Work order =
Look for the word "rough" in the material below, then report each line where it occurs.

Source information =

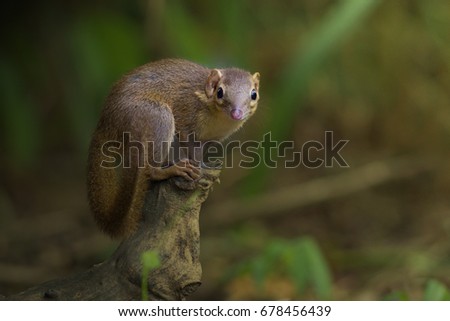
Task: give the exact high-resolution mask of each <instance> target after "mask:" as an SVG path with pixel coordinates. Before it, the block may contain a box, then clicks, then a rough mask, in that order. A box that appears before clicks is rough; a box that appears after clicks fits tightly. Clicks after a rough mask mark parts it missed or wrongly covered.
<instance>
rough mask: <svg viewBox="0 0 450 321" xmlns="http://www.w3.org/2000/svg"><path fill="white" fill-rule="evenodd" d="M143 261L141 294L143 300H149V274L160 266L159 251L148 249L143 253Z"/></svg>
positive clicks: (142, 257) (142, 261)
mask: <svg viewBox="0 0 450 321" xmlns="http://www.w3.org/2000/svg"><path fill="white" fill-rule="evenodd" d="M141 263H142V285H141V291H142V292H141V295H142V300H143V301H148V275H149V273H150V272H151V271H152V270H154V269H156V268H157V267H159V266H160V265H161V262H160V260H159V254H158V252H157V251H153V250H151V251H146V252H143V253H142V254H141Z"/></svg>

Answer to the problem =
Task: give the exact high-resolution mask of each <instance> target after "mask:" as an SVG path with pixel coordinates. Before it, the block may contain a box, then clicks, then a rough mask, in that order. A box that appears before clicks is rough; a box that appears after clicks fits tightly. Clicks after a rough mask mark parts it missed or wrongly covered.
rough mask: <svg viewBox="0 0 450 321" xmlns="http://www.w3.org/2000/svg"><path fill="white" fill-rule="evenodd" d="M143 261L141 294L143 300H149V274L160 266L159 251L148 249L143 253Z"/></svg>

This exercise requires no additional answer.